--- Begin INFORMATION PROVIDED ---

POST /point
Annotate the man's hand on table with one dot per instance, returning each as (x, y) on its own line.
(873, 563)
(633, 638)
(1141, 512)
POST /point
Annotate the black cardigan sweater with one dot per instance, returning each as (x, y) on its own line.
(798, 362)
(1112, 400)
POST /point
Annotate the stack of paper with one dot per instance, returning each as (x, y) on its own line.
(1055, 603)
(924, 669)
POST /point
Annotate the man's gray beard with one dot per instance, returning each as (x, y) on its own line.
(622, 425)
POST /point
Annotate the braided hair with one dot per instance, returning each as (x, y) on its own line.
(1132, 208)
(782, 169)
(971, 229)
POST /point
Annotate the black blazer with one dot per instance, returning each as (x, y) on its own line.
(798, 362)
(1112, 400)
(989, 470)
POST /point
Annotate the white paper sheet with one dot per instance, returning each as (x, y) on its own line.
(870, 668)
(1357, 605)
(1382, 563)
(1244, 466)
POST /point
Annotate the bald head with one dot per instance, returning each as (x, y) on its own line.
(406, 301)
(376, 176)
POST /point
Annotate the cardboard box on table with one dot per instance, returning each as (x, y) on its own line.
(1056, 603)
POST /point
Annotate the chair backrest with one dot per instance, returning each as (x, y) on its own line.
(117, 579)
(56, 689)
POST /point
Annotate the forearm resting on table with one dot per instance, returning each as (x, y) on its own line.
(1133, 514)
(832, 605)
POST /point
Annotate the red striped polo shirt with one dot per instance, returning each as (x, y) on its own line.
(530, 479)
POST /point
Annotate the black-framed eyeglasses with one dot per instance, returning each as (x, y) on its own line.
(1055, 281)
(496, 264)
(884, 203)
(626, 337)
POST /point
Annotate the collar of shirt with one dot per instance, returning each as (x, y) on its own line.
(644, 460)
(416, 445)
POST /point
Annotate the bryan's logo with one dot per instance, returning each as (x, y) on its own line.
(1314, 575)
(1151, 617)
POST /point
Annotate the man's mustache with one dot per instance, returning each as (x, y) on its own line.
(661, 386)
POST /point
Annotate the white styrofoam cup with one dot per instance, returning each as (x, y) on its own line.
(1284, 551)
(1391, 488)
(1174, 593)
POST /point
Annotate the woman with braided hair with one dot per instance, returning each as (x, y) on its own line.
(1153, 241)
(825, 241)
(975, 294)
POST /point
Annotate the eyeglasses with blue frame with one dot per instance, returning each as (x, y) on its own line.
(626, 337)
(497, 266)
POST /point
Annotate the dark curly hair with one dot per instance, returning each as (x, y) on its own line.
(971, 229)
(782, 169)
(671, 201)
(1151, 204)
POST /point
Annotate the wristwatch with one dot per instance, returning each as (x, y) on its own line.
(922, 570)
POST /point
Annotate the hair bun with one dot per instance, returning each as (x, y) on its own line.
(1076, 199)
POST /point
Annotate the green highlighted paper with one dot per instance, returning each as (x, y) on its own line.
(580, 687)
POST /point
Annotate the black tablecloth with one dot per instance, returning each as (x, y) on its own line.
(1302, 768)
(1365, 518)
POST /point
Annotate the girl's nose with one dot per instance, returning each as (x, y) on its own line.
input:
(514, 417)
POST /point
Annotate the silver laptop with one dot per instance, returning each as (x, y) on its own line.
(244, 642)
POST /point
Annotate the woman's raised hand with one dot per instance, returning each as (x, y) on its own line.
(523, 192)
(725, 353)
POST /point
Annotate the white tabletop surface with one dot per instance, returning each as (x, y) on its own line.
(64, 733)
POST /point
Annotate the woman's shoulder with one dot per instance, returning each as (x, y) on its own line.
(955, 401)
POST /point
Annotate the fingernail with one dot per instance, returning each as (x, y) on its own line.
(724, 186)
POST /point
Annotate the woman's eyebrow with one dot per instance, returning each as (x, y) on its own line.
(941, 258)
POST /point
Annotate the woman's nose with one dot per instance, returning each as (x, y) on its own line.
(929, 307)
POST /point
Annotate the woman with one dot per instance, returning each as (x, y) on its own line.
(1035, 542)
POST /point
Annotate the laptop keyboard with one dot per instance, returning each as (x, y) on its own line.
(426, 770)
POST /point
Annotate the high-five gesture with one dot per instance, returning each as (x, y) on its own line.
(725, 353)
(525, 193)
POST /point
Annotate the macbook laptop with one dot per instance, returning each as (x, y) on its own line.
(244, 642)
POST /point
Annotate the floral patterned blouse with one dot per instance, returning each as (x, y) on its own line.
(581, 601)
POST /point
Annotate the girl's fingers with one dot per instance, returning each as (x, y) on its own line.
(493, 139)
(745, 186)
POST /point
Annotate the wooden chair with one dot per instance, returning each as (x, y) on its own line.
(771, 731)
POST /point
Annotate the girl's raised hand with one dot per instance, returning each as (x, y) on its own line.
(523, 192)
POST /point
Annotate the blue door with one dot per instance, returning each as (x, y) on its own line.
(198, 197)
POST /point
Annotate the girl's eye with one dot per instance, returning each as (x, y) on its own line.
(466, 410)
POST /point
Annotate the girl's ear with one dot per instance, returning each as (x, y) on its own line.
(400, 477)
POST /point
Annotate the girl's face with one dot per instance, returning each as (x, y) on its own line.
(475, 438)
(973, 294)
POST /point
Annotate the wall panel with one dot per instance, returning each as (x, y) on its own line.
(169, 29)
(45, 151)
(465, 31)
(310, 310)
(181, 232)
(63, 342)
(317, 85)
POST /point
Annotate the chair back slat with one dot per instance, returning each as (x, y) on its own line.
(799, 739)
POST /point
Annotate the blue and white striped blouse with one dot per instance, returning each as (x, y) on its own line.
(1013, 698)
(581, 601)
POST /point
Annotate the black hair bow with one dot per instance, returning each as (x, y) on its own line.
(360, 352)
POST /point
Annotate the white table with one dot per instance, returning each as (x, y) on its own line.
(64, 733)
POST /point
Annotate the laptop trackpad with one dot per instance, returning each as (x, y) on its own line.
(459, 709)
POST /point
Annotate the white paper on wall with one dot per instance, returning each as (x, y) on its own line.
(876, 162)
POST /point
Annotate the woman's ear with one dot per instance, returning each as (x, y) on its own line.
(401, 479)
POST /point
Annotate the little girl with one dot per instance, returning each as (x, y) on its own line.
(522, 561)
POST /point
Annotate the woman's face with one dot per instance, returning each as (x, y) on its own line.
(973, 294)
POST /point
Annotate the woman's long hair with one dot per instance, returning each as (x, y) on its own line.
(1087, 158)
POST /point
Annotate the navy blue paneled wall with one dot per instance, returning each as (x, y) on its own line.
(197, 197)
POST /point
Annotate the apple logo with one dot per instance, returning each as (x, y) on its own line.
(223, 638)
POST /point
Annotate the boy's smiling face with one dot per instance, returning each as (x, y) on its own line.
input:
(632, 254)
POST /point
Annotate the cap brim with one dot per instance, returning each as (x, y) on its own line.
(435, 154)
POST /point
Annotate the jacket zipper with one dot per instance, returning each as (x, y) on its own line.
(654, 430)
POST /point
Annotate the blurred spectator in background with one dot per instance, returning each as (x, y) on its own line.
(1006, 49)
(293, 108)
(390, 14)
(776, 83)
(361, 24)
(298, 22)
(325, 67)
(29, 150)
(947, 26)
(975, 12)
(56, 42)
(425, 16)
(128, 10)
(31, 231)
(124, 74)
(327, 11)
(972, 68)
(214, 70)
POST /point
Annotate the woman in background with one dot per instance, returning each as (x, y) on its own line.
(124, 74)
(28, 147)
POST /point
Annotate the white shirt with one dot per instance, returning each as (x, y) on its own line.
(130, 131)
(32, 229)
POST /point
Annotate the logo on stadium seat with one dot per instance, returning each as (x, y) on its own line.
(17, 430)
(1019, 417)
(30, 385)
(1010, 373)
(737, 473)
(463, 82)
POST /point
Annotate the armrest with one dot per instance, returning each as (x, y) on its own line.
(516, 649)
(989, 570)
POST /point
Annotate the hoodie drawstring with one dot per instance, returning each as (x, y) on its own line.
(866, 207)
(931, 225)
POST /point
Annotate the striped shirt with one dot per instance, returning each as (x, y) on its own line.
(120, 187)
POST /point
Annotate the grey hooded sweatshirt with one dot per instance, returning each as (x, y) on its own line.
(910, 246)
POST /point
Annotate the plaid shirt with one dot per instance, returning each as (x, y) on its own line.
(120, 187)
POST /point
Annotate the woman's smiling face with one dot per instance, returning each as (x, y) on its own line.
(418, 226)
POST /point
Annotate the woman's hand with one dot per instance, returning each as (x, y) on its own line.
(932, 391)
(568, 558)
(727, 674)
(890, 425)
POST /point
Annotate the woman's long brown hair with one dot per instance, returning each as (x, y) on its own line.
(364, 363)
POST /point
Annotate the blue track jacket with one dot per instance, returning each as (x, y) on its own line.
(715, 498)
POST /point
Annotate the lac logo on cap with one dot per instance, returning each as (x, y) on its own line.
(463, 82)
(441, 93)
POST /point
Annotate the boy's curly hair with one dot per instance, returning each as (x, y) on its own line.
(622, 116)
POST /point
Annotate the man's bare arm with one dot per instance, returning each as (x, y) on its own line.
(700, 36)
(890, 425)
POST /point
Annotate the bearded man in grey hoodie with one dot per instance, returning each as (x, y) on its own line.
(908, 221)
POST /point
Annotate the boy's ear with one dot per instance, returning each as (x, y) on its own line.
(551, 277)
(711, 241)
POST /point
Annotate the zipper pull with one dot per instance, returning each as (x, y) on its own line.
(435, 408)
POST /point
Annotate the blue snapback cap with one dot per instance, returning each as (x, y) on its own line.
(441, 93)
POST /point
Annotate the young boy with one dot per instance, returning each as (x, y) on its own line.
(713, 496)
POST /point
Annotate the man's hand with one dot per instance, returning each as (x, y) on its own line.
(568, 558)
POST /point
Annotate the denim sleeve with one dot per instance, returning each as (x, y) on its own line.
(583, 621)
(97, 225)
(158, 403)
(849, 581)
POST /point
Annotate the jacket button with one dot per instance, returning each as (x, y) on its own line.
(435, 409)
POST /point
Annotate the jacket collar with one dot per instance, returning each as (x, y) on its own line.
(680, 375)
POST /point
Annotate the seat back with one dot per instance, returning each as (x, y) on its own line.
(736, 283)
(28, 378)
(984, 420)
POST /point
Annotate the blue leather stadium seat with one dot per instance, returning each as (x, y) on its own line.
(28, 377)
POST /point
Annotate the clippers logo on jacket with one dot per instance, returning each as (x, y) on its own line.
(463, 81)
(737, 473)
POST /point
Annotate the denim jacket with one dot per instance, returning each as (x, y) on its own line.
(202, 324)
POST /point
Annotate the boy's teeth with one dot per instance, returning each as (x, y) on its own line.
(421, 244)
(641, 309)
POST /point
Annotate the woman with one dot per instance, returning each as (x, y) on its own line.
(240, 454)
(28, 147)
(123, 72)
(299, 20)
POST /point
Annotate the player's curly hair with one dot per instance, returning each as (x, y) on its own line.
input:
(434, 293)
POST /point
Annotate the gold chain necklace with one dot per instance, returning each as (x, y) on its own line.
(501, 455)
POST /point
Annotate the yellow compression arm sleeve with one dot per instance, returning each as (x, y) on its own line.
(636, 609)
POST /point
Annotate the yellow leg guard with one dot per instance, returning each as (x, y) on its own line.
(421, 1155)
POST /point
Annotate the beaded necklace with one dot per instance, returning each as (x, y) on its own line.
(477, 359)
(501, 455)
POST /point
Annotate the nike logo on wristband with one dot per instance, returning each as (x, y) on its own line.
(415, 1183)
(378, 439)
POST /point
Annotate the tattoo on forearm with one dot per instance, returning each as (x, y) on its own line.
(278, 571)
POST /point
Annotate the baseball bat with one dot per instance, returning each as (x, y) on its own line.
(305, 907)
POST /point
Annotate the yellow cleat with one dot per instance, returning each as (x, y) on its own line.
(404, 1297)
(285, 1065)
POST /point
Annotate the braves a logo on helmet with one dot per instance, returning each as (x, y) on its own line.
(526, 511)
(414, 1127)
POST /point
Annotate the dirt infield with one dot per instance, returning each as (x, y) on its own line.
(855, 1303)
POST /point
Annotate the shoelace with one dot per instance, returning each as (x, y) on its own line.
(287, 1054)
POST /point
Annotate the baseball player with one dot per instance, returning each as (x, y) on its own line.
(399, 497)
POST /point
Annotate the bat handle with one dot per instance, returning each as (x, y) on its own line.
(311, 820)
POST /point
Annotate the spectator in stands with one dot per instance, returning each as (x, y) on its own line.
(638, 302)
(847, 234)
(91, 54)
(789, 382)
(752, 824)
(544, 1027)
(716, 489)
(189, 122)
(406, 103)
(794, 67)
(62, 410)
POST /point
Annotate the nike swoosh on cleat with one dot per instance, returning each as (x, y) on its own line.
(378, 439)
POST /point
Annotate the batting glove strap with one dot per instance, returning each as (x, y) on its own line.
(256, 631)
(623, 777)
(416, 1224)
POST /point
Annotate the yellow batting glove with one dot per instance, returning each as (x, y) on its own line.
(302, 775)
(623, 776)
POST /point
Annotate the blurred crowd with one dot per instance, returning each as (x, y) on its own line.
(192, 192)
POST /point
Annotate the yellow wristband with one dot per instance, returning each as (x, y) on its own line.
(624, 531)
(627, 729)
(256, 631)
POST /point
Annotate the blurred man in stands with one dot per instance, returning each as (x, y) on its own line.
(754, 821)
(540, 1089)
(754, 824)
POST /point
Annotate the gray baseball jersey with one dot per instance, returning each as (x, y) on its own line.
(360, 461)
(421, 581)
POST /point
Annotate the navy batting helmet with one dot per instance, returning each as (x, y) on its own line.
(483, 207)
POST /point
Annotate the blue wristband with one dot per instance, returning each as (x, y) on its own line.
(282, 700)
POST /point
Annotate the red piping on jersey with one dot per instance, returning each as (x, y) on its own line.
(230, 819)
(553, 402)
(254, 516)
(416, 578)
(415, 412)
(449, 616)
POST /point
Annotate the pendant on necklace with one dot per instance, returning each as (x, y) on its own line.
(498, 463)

--- End INFORMATION PROVIDED ---

### SHORT PROBLEM
Pull out every line of the records above that contains the word "necklace", matching its case exactly.

### SOLUTION
Annotate the gold chain necklace with one dot per instance, returning each as (x, y) on its own line.
Annotate the beaded necklace with one dot per instance, returning each as (x, y) on its own line.
Annotate the pendant on necklace with one dot per instance, returning each as (x, y) on its own line.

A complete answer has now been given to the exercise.